#### Document extract

The person who recommended this shop claimed that when he used to do this stuff back in 2012, suspension swaps were anywhere between $6500 and $10,000 depending on complexity.


----------



## Duncan (Dec 8, 2008)

joekitch said:


> sent out an email to a very highly recommended fabrication shop called chuckle's garage https://www.chucklesgarage.com/
> 
> going to try to get a very rough (plus or minus a grand) estimate on how much this might be for a shop to do....and more importantly, what i could do on my end to reduce that cost like more detailed modeling in CAD and getting CNC machined mount hardware....maybe...
> 
> The person who recommended this shop claimed that when he used to do this stuff back in 2012, suspension swaps were anywhere between $6500 and $10,000 depending on complexity.


I built my whole car for less than that!


----------



## kstegath (Nov 4, 2008)

Your budget is $15k plus another $20k - right?
I converted my C3 about 10 years ago. Lots of pictures at: Advanced-ev.com


Space for batteries isn't the big issue. If you're going to race this thing, the big issue is keeping them low in the car and between the front and rear wheels.
I used twenty-three lead-acid Odyssey PC1500 - 12V, 50lbs
Total pack weighs 1,150 lbs
Mounted 11 in the front and 12 in the rear - The rear was easy
Weight distribution:
Scales at a recycle center showed
Total weight: 3,860 lbs
 Front: 1,880 lbs
Rear: 2,120 lbs


----------



## joekitch (Sep 13, 2013)

kstegath said:


> Your budget is $15k plus another $20k - right?
> I converted my C3 about 10 years ago. Lots of pictures at: Advanced-ev.com
> 
> 
> ...


oh dang i remember seeing your build multiple times, seems like the only electric c3 out there.
that warp 11 mount is quite cool
ever thought about bringing it back with modern batteries? could cut that pack weight in half for the same range, get the curb weight back to what it was stock

also, where'd you get the cad model of the frame?


----------



## joekitch (Sep 13, 2013)

also, new battery possibility.
for about the same nominal voltage and the same capacity (36kw) i can build this smart EV battery box, which will take up much less space and weigh more like 600lbs instead of 900lbs
https://youtu.be/hp4eyaZzwts?t=154

only problem is, that many smart ev modules is liks $7800, phew


----------



## joekitch (Sep 13, 2013)

#### Information given
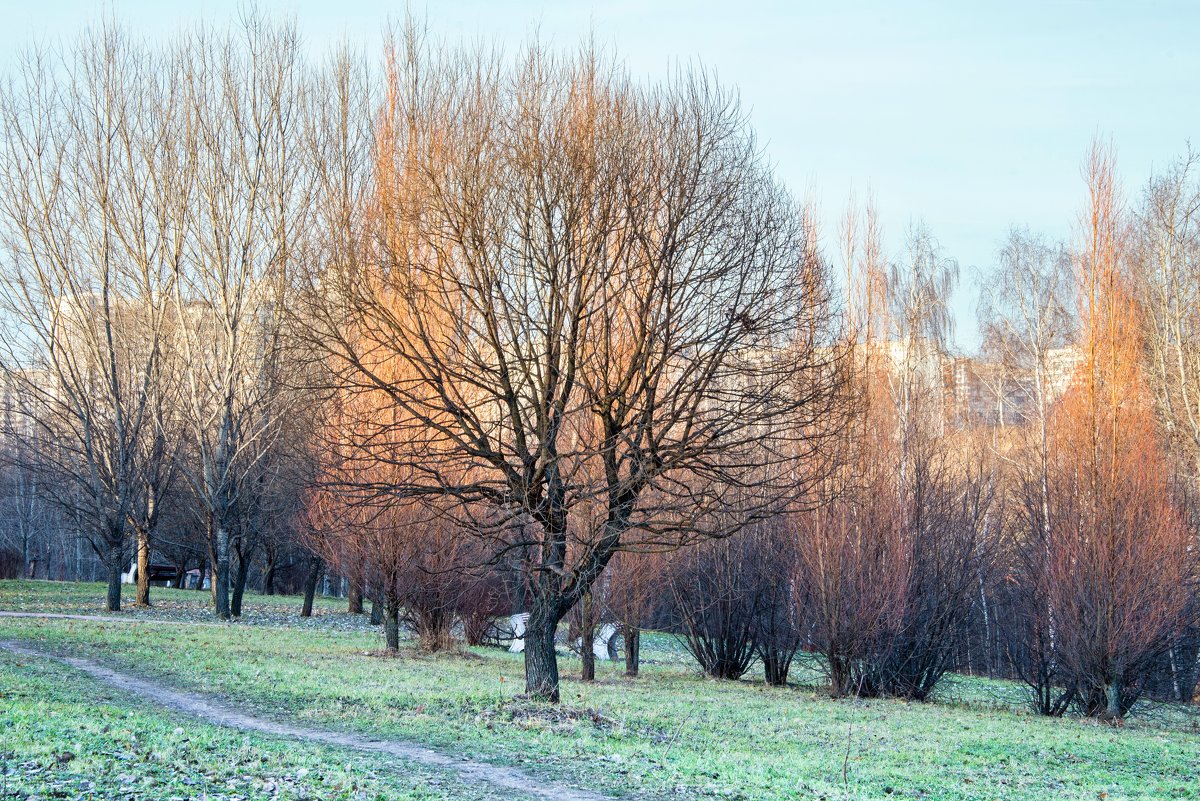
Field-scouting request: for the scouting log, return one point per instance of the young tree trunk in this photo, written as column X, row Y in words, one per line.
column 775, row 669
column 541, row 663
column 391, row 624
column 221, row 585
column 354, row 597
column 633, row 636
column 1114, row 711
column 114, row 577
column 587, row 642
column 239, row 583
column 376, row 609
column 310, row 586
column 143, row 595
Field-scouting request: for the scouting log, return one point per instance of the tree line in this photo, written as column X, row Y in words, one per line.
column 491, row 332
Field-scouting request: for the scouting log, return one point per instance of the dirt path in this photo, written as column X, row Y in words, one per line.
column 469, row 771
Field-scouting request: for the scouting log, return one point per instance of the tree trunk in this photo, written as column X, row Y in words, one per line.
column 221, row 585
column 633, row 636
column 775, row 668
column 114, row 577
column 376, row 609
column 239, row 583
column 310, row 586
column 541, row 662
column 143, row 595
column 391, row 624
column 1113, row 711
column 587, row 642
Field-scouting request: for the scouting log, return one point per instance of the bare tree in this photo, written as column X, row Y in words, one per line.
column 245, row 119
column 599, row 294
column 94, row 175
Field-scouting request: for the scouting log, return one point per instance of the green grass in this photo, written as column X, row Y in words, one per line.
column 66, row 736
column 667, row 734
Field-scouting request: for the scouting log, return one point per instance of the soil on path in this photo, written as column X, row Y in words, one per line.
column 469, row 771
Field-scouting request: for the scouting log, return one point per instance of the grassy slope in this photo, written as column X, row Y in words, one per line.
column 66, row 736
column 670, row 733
---
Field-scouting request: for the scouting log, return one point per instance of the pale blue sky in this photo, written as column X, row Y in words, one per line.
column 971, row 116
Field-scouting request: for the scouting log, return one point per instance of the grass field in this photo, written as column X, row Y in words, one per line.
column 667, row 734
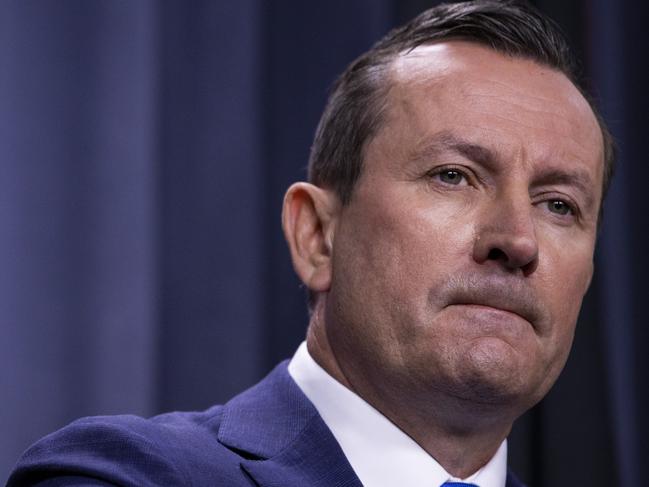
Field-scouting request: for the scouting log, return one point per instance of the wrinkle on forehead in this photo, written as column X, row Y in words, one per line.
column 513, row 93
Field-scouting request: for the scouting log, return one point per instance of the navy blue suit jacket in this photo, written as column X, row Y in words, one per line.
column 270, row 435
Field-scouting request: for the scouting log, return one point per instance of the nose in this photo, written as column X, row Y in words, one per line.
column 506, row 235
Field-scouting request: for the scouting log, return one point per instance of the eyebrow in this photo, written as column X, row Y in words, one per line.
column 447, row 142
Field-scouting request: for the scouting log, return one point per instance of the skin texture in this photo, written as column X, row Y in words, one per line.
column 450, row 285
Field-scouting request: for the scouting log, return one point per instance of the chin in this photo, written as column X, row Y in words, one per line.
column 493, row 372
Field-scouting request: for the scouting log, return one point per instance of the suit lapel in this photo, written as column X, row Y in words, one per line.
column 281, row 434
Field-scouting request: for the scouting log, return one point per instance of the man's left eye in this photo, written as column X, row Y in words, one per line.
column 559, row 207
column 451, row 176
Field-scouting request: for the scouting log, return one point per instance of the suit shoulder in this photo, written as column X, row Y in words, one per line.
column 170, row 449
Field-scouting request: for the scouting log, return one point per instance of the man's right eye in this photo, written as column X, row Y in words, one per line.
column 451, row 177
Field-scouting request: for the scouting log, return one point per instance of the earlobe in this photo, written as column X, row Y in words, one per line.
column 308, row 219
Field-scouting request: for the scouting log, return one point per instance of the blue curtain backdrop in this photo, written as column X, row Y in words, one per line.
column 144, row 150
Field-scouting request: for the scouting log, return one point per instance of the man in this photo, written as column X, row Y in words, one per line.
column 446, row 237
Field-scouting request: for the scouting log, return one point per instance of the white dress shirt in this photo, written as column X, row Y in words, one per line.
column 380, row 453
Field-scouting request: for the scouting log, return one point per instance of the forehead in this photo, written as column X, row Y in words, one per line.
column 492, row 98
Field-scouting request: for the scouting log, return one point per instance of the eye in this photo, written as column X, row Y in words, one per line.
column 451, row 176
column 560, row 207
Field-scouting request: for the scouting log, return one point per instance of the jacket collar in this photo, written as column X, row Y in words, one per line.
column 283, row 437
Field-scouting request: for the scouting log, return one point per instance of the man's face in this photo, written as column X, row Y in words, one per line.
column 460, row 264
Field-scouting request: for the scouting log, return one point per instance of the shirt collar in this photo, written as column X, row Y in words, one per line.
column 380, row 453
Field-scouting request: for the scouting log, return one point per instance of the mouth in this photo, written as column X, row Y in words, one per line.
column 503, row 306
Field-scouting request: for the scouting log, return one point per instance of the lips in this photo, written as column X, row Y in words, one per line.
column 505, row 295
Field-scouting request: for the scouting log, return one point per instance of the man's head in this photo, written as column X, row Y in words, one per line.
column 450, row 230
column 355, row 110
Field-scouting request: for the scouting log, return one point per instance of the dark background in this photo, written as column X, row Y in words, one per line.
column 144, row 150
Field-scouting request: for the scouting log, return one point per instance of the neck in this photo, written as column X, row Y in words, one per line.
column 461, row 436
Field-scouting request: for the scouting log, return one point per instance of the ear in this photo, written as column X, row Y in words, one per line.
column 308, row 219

#### Work to do
Print everything in the forum thread from "that warp 11" down to "of the frame?", word for word. The lines above stand apart from the forum thread and are separate material.

#### Result of this task
that warp 11 mount is quite cool
ever thought about bringing it back with modern batteries? could cut that pack weight in half for the same range, get the curb weight back to what it was stock

also, where'd you get the cad model of the frame?